** What the task asks **
Scan the records beneath this line for the line holding "Task: where can the rice" and the line holding "Task: where can the building entrance", then transcribe exactly those two and all lines between.

:: Data for this task

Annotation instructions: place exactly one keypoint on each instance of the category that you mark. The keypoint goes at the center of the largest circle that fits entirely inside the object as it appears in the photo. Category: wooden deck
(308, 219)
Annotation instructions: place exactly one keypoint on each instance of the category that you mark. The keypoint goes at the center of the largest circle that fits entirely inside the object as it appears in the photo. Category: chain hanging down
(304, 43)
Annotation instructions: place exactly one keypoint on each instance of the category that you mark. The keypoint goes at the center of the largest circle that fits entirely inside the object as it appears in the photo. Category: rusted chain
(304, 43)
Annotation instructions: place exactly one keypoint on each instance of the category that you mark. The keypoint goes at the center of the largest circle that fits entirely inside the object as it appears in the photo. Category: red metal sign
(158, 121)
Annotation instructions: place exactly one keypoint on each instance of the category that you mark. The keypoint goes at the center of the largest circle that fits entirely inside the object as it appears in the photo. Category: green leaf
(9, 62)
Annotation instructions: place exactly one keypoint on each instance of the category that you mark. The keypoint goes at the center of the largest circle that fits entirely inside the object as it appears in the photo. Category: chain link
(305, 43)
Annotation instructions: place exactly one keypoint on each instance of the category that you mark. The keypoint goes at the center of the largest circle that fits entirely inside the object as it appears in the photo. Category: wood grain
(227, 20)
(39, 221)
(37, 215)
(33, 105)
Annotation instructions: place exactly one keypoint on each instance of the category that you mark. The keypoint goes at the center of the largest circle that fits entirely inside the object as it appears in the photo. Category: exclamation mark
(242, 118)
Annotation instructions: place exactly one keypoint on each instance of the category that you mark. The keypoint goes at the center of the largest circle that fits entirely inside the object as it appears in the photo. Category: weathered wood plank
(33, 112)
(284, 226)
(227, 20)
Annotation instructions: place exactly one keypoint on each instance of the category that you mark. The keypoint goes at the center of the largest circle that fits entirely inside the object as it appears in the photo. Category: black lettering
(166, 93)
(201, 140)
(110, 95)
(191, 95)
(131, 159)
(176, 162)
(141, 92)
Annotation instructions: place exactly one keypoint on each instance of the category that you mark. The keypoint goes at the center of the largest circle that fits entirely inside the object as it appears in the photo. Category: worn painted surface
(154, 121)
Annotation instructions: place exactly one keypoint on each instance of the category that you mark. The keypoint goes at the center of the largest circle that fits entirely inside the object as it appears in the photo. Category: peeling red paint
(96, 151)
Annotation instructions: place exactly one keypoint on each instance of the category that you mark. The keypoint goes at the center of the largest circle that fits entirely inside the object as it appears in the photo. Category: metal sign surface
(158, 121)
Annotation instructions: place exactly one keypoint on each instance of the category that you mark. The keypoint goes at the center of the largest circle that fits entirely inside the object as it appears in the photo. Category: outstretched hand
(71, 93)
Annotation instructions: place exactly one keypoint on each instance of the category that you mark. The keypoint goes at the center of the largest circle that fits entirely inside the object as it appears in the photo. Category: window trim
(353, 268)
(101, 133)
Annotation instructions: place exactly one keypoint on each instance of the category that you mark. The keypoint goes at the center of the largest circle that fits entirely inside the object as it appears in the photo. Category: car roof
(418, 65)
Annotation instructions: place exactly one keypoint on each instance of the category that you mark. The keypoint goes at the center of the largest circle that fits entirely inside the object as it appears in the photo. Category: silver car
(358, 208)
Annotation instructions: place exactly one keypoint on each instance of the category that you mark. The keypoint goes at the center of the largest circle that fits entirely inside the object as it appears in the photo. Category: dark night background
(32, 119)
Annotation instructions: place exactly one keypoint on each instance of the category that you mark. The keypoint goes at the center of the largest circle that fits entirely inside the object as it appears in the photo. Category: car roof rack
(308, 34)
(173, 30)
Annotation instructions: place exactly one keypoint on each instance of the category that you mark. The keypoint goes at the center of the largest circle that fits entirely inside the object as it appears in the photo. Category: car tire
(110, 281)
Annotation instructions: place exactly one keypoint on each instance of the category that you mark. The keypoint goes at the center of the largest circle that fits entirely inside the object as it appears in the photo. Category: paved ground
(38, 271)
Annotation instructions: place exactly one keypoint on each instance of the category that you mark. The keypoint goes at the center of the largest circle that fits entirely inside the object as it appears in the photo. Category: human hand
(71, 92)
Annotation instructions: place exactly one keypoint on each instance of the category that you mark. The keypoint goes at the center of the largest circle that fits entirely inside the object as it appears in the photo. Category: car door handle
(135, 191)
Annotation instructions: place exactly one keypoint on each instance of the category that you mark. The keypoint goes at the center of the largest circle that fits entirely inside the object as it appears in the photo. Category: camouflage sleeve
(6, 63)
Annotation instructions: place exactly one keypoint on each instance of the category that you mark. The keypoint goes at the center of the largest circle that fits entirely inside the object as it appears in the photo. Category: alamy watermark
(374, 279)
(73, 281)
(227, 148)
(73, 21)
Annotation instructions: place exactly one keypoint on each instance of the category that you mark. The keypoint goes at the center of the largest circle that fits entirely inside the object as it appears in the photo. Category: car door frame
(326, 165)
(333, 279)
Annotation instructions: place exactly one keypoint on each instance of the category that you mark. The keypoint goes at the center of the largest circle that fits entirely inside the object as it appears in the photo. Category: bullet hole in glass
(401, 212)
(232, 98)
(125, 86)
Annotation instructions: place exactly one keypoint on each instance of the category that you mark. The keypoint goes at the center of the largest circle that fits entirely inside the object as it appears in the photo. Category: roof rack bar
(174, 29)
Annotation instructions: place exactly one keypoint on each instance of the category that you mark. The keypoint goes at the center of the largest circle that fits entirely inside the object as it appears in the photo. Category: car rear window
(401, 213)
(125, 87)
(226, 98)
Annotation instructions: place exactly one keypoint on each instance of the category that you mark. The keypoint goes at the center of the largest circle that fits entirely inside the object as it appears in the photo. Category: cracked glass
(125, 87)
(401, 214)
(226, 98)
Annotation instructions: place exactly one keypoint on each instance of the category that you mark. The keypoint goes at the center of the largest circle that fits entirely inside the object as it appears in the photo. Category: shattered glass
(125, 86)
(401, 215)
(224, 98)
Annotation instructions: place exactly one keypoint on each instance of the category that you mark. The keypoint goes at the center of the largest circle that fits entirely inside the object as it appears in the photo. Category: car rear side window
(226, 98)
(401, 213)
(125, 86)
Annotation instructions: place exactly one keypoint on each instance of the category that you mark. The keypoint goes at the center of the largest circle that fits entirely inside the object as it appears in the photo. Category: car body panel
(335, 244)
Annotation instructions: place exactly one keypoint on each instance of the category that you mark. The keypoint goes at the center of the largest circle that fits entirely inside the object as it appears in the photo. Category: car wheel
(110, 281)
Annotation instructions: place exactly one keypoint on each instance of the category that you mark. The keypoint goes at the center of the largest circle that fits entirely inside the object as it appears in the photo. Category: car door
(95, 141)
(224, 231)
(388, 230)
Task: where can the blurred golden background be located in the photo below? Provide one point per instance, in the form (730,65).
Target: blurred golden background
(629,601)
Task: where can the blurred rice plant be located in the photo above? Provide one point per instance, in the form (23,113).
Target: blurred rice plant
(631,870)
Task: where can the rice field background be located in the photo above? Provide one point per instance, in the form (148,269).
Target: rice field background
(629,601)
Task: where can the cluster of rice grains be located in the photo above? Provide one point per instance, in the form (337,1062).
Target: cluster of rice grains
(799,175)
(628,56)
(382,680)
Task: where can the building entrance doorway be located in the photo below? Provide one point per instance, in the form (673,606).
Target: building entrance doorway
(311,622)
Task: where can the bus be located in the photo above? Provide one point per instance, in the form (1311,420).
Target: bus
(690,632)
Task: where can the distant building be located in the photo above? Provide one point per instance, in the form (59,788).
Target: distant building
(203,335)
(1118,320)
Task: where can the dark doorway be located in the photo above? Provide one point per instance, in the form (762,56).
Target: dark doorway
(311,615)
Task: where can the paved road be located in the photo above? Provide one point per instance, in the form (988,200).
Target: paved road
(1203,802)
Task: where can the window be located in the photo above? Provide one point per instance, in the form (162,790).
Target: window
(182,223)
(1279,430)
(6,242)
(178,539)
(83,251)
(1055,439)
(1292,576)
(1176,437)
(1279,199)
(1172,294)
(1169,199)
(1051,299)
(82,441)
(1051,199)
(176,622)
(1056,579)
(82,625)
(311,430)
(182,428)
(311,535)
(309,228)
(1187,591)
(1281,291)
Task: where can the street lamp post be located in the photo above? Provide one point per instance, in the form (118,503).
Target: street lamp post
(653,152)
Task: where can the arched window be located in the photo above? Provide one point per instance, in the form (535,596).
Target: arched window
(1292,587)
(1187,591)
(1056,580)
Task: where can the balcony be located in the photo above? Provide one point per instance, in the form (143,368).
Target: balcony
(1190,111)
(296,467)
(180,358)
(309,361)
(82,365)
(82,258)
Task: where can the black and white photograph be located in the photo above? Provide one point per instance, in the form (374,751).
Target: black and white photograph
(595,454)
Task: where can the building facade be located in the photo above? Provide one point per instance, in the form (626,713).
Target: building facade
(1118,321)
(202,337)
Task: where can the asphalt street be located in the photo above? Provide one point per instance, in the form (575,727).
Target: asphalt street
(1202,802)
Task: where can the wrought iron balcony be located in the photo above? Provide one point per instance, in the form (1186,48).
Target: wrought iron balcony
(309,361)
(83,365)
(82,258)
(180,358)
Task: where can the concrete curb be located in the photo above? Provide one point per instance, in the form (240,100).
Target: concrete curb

::::

** Written solution **
Task: where can the rice field background be located in the photo above? Provide one point per instance, in the form (148,269).
Target: rice field background
(629,601)
Task: where can the cluster of rice grains be located in the photo above? Provide one point per instance, in the form (337,1062).
Target: cluster of rice grains
(799,175)
(628,56)
(382,680)
Task: where can the building entrance doorway be located in the photo below? Provide one point per instance, in the form (673,606).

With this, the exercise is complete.